SHORT EXERCISE:
Reproduce only the lines from the one containing "In the photo above, where can the river" down to the one containing "pixel 343 138", replacing "city skyline" with "urban skyline" and leaving everything else unchanged.

(Location identification records)
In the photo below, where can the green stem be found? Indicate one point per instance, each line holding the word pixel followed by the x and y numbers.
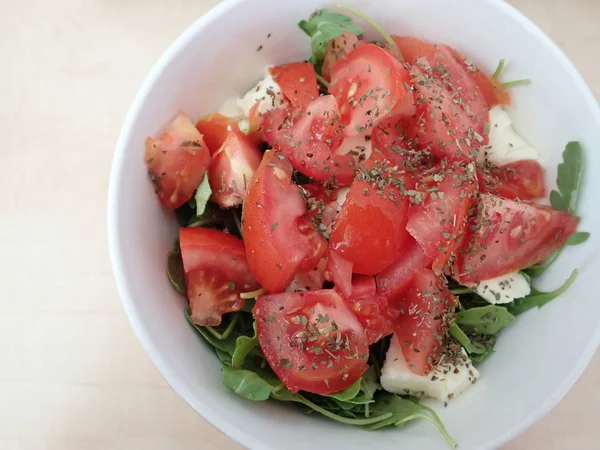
pixel 345 420
pixel 522 82
pixel 438 423
pixel 322 80
pixel 379 29
pixel 498 70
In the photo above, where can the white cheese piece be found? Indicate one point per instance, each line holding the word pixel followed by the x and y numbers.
pixel 444 382
pixel 267 92
pixel 505 145
pixel 504 289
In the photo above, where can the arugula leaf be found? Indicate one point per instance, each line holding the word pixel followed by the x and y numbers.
pixel 323 26
pixel 568 179
pixel 578 237
pixel 246 383
pixel 175 271
pixel 485 319
pixel 243 346
pixel 203 193
pixel 538 298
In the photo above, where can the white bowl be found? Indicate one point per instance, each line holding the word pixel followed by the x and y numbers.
pixel 537 360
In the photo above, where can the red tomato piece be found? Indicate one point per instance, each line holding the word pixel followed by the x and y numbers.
pixel 309 137
pixel 297 81
pixel 367 84
pixel 394 279
pixel 370 229
pixel 506 236
pixel 337 49
pixel 370 308
pixel 413 49
pixel 216 272
pixel 339 270
pixel 279 236
pixel 421 325
pixel 522 180
pixel 438 217
pixel 311 340
pixel 213 128
pixel 177 161
pixel 232 168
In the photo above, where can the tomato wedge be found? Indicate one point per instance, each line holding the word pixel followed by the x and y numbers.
pixel 309 137
pixel 423 319
pixel 216 272
pixel 522 180
pixel 367 83
pixel 506 236
pixel 297 81
pixel 177 161
pixel 394 279
pixel 438 219
pixel 370 308
pixel 279 236
pixel 311 340
pixel 213 128
pixel 370 229
pixel 232 168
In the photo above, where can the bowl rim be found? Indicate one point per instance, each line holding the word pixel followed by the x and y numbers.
pixel 116 251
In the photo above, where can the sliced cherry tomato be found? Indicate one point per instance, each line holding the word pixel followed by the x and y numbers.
pixel 311 340
pixel 216 272
pixel 213 128
pixel 370 308
pixel 522 180
pixel 298 82
pixel 368 84
pixel 394 279
pixel 177 161
pixel 339 270
pixel 413 49
pixel 309 137
pixel 232 168
pixel 438 218
pixel 279 236
pixel 506 236
pixel 337 49
pixel 370 229
pixel 423 319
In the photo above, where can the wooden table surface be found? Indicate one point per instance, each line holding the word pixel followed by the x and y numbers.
pixel 72 374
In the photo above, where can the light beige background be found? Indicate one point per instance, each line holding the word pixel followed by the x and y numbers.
pixel 72 374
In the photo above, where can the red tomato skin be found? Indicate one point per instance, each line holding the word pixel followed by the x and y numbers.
pixel 368 84
pixel 297 81
pixel 370 308
pixel 394 279
pixel 370 229
pixel 213 128
pixel 438 223
pixel 522 180
pixel 232 168
pixel 284 325
pixel 507 235
pixel 422 322
pixel 216 272
pixel 279 237
pixel 177 161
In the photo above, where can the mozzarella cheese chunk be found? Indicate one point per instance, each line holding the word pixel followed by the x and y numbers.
pixel 267 93
pixel 504 289
pixel 505 145
pixel 446 380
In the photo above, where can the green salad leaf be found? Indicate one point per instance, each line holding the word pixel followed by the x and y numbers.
pixel 203 193
pixel 538 299
pixel 488 319
pixel 323 26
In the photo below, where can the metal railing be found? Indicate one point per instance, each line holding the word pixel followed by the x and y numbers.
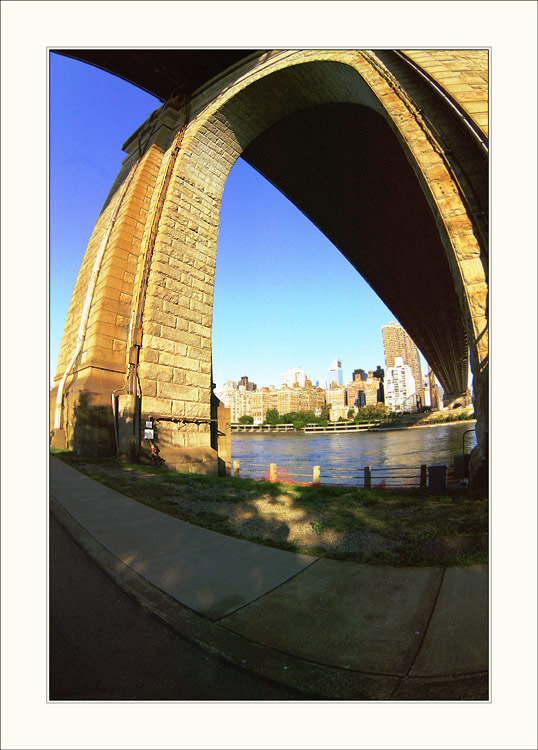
pixel 435 477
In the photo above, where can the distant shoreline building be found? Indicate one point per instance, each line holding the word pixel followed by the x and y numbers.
pixel 295 375
pixel 398 343
pixel 335 374
pixel 400 387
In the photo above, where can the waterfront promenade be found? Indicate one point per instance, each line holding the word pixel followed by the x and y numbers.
pixel 331 630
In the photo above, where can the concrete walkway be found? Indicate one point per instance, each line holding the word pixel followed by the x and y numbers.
pixel 335 630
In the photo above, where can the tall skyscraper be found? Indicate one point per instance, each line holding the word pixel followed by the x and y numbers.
pixel 293 376
pixel 335 374
pixel 400 387
pixel 398 343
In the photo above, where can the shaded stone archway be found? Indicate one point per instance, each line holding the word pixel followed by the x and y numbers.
pixel 342 137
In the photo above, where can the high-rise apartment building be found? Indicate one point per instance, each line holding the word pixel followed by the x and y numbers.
pixel 373 389
pixel 296 375
pixel 400 387
pixel 246 382
pixel 335 374
pixel 263 399
pixel 356 396
pixel 398 343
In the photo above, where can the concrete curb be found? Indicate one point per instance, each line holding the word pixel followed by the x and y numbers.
pixel 316 681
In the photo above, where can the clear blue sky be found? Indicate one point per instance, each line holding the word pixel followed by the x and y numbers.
pixel 284 295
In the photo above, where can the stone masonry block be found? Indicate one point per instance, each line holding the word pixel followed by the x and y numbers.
pixel 155 342
pixel 156 406
pixel 177 392
pixel 152 371
pixel 196 378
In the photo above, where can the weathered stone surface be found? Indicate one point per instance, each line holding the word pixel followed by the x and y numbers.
pixel 179 194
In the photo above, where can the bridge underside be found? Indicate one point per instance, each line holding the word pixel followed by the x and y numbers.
pixel 364 196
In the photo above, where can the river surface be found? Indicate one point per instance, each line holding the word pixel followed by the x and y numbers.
pixel 351 452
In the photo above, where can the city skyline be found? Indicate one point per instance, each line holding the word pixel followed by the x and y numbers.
pixel 282 290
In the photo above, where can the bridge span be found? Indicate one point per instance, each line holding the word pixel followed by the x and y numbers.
pixel 386 151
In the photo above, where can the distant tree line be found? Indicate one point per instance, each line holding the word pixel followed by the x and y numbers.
pixel 300 419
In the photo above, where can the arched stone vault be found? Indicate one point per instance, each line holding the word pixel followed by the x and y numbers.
pixel 343 138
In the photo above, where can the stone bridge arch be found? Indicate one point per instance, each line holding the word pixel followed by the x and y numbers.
pixel 363 147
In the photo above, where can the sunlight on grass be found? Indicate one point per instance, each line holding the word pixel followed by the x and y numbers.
pixel 392 527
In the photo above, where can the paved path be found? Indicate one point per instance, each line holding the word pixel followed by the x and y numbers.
pixel 336 630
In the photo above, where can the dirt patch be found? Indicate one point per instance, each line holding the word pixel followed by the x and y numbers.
pixel 276 518
pixel 446 547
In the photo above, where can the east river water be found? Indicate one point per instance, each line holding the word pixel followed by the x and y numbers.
pixel 352 451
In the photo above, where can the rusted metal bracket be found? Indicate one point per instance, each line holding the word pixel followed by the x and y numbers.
pixel 182 420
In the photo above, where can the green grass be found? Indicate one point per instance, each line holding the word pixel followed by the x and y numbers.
pixel 406 518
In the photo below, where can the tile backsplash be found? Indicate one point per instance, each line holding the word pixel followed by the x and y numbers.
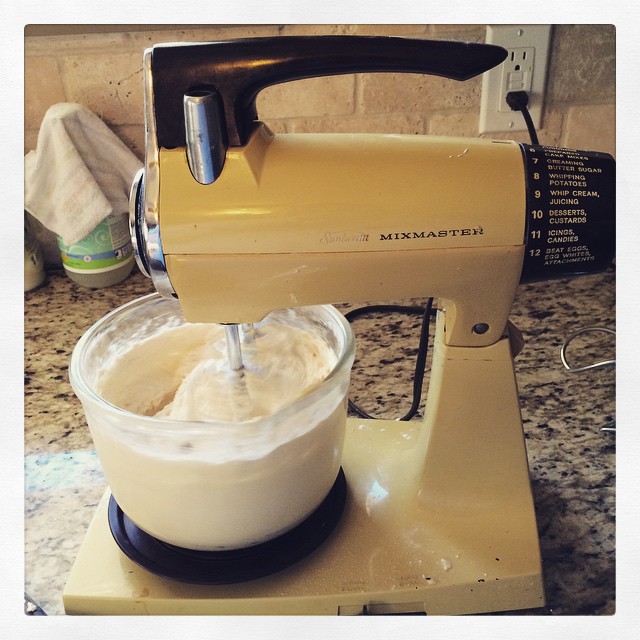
pixel 101 68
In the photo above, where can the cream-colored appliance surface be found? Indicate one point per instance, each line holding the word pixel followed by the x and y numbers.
pixel 301 219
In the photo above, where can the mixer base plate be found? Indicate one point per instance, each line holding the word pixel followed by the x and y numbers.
pixel 229 566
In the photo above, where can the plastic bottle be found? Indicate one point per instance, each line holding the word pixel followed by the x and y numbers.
pixel 104 257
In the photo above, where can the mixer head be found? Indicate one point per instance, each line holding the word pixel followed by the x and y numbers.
pixel 236 221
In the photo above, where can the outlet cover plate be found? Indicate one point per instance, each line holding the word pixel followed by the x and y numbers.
pixel 528 47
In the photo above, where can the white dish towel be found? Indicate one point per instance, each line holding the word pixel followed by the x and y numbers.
pixel 79 173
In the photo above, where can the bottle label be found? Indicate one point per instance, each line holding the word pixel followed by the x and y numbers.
pixel 106 248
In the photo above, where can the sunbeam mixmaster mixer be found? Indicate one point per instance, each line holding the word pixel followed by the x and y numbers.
pixel 236 222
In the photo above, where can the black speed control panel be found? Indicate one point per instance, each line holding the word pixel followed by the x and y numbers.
pixel 570 212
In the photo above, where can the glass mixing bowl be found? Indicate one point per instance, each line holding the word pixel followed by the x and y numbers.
pixel 212 485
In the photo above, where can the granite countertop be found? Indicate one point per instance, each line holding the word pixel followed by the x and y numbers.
pixel 572 460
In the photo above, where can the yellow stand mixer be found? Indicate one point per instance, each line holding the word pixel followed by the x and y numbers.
pixel 236 221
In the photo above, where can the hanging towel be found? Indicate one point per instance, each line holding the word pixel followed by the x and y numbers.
pixel 79 173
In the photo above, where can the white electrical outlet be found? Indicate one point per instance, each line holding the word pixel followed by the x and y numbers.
pixel 525 69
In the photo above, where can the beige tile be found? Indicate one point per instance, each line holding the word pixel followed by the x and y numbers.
pixel 109 85
pixel 591 127
pixel 390 92
pixel 43 87
pixel 582 64
pixel 392 123
pixel 457 123
pixel 311 97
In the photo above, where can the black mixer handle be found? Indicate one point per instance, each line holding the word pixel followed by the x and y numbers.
pixel 237 70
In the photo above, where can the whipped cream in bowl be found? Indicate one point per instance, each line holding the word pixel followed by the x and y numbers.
pixel 207 458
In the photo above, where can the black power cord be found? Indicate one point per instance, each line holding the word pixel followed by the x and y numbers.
pixel 421 359
pixel 518 101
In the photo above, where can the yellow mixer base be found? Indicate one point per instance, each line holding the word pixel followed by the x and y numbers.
pixel 394 550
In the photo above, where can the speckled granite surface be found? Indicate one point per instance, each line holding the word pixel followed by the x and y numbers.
pixel 572 460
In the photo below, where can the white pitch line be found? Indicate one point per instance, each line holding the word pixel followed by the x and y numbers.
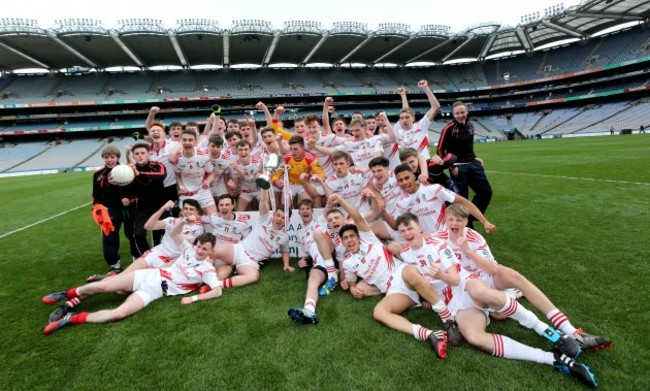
pixel 577 178
pixel 44 220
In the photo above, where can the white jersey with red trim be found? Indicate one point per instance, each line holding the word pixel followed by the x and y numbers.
pixel 362 152
pixel 476 243
pixel 306 241
pixel 417 137
pixel 325 160
pixel 428 204
pixel 349 187
pixel 374 263
pixel 187 273
pixel 262 242
pixel 433 252
pixel 251 171
pixel 162 156
pixel 193 169
pixel 231 231
pixel 390 190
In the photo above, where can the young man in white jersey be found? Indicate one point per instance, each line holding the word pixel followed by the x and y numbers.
pixel 361 149
pixel 244 171
pixel 220 160
pixel 383 182
pixel 160 150
pixel 194 173
pixel 482 275
pixel 328 140
pixel 268 235
pixel 313 247
pixel 348 185
pixel 166 251
pixel 431 260
pixel 428 202
pixel 471 312
pixel 190 269
pixel 416 135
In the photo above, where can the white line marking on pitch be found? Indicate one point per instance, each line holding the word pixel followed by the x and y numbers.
pixel 44 220
pixel 573 178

RESPONSE TO THE EXERCISE:
In the photo above, where can the river surface be found? Indicate one point per instance, each line holding the word pixel followed by the x and y numbers.
pixel 351 452
In the photo above, where can the urban skyline be found? Indicate one point per instance, each line holding the word pixel followed by the x and y numbers.
pixel 282 290
In the photo above, where can the bridge span be found? Indicate one point per instance, each line holding the word pixel followed by the x and y numbers.
pixel 386 151
In the photo above, where can the distant tree line be found? Indicate one point per instance, each line holding the word pixel followed by the x and y numbers.
pixel 300 419
In the photo above, where can the arched stone vault be found? Indicate one point per instance, each line holding the word pixel followed by the x and y numbers.
pixel 343 138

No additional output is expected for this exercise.